Task to carry out: Return every entry exactly as written.

Records shown:
◇ ◇ ◇ ◇ ◇ ◇ ◇

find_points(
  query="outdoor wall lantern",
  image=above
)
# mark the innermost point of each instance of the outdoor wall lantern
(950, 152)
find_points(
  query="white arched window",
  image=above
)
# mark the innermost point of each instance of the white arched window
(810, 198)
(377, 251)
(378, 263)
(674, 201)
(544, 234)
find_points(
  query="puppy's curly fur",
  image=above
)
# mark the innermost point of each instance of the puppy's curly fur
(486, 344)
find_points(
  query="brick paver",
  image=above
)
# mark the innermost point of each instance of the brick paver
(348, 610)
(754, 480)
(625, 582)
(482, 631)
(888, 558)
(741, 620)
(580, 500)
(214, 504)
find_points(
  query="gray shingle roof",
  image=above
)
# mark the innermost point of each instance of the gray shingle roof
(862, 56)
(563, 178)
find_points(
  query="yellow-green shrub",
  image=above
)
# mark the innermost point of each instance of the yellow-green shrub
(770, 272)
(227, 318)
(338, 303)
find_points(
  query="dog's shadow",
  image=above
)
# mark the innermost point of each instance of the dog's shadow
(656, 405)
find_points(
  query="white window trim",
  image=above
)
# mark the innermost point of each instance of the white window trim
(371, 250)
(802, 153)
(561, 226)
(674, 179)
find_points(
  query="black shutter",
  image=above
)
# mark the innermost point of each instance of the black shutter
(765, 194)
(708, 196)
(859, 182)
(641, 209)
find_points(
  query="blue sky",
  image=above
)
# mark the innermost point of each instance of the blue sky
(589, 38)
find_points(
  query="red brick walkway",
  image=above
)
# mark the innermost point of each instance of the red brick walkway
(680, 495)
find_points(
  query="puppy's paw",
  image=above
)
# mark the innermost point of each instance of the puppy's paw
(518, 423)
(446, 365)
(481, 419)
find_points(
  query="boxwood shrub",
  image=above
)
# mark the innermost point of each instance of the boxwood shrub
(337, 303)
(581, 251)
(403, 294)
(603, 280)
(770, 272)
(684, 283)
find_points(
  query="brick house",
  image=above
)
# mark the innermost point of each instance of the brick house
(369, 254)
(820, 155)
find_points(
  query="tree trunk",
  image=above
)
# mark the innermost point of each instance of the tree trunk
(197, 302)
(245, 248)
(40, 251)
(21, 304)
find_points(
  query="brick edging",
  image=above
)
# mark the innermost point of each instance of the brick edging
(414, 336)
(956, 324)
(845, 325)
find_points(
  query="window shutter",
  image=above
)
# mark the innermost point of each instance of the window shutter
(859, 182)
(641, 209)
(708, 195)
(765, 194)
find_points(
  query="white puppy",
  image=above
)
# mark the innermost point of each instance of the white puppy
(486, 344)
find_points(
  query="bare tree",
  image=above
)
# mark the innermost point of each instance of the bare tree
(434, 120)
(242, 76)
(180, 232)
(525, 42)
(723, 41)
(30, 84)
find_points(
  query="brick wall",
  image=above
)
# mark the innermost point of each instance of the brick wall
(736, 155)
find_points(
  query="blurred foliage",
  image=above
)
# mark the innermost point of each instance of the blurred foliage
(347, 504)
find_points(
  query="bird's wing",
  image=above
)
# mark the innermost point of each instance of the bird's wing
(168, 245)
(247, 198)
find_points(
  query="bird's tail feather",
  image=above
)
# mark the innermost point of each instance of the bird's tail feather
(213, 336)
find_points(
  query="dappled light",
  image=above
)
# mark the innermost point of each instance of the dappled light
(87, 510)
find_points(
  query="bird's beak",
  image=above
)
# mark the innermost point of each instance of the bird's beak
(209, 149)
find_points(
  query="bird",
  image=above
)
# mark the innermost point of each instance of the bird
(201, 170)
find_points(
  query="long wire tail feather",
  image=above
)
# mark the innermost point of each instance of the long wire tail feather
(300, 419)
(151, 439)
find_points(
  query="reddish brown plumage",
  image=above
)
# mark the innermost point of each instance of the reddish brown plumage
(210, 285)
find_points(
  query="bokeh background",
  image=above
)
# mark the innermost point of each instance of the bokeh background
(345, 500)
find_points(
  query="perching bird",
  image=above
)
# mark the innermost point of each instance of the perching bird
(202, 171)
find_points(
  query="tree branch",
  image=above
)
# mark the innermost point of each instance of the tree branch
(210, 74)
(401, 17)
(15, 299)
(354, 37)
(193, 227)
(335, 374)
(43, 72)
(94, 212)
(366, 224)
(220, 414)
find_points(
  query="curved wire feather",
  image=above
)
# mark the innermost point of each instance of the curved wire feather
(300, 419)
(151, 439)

◇ ◇ ◇ ◇ ◇ ◇ ◇

Worked solution:
find_points(
  query="outdoor wall lantern",
  image=above
)
# mark the innermost point of each instance of the outdoor wall lantern
(950, 152)
find_points(
  query="white arched window",
  image=above
)
# mark the innermost point of each instance of the white arched window
(810, 198)
(377, 251)
(378, 263)
(674, 201)
(544, 234)
find_points(
  query="puppy's curly fur",
  image=above
)
# mark the innermost point of each instance of the puppy's curly fur
(486, 344)
find_points(
  query="brick paver",
  image=above
)
# mark the innermost point of each instance of the brick paver
(348, 610)
(754, 480)
(625, 582)
(482, 631)
(888, 558)
(741, 620)
(580, 500)
(214, 504)
find_points(
  query="gray shingle roof",
  image=above
)
# mark the innermost point of each instance of the gray shingle roof
(862, 56)
(563, 178)
find_points(
  query="yellow-green shrub",
  image=above
)
# mark the innermost point of each instance of the yellow-green shrub
(770, 272)
(227, 318)
(338, 303)
find_points(
  query="dog's shadow",
  image=above
)
# mark the innermost point of each instance of the dog's shadow
(656, 405)
find_points(
  query="white window trim",
  image=above
)
# mark the innermost point of each instance of the white window trim
(371, 250)
(802, 153)
(561, 226)
(674, 179)
find_points(
  query="black shutter",
  image=above
)
# mark the innermost point of each instance of the black shutter
(765, 194)
(708, 196)
(859, 182)
(641, 209)
find_points(
  query="blue sky",
  image=above
)
# mark the innermost point of each instance of the blue sky
(589, 38)
find_points(
  query="red brick walkway",
  image=above
)
# mark the innermost point of each instance of the red brick walkway
(680, 495)
find_points(
  query="puppy's paw",
  image=above
)
# mark the innermost point of each instance of the puppy's paw
(518, 423)
(446, 365)
(481, 419)
find_points(
  query="boxwood shrub",
  image=above
)
# mark the innermost point of each instance of the boxwood shrub
(337, 303)
(581, 251)
(403, 294)
(603, 280)
(770, 272)
(684, 283)
find_points(
  query="brick house",
  image=above
)
# mark the innermost point of each instance of the brick house
(369, 254)
(820, 155)
find_points(
  query="tree trunk",
  image=above
)
# mark the innermost point of each instance of the tree trunk
(197, 302)
(245, 248)
(40, 251)
(21, 304)
find_points(
  query="brick edging",
  image=above
)
# mark the innermost point of each instance of the brick edging
(414, 336)
(956, 324)
(845, 325)
find_points(
  query="window shutter",
  image=above
)
# mark the innermost point of each instance of the window shutter
(859, 182)
(641, 209)
(708, 195)
(765, 194)
find_points(
  query="white puppy",
  image=above
)
# mark the innermost point of each instance of the white puppy
(486, 344)
find_points(
  query="bare tree",
  image=above
)
# mark the innermost point of each instance of the bare tree
(434, 120)
(242, 76)
(180, 232)
(525, 42)
(723, 41)
(30, 84)
find_points(
  query="brick wall",
  image=above
)
# mark the innermost point of each instance of the brick wall
(736, 155)
find_points(
  query="blurred foliage",
  image=above
)
# mark the innermost point of each instance of the blurred foliage
(347, 504)
find_points(
  query="bird's wing",
  image=above
)
# mark the innermost point of each instance of the bird's wing
(168, 245)
(247, 198)
find_points(
  query="bird's tail feather",
  image=above
)
# mark the innermost point of each instance of the bird's tail feather
(213, 336)
find_points(
  query="dappled light",
  image=above
)
# mark the innermost point of each instance of the dappled light
(87, 510)
find_points(
  query="bird's beak",
  image=above
)
# mark the innermost point of each instance of the bird's beak
(209, 149)
find_points(
  query="bird",
  image=above
)
# mark the innermost point of each instance of the bird
(201, 170)
find_points(
  query="long wire tail feather",
  image=above
)
# mark the innermost point of each instance of the long wire tail feather
(300, 419)
(151, 439)
find_points(
  query="reddish brown plumage",
  image=above
)
# mark the innermost point of each instance of the reddish brown plumage
(210, 285)
find_points(
  query="bokeh background",
  image=above
)
# mark the innermost point of each instance of the bokeh background
(345, 500)
find_points(
  query="perching bird",
  image=above
)
# mark the innermost point of each instance of the perching bird
(202, 171)
find_points(
  query="tree branch",
  image=above
)
# mark the innermost point of each instance of the tree branch
(210, 74)
(401, 17)
(15, 299)
(354, 37)
(193, 227)
(335, 374)
(43, 72)
(94, 212)
(366, 224)
(220, 414)
find_points(
  query="curved wire feather",
  image=above
)
# mark the innermost point of each instance of the curved wire feather
(300, 419)
(151, 439)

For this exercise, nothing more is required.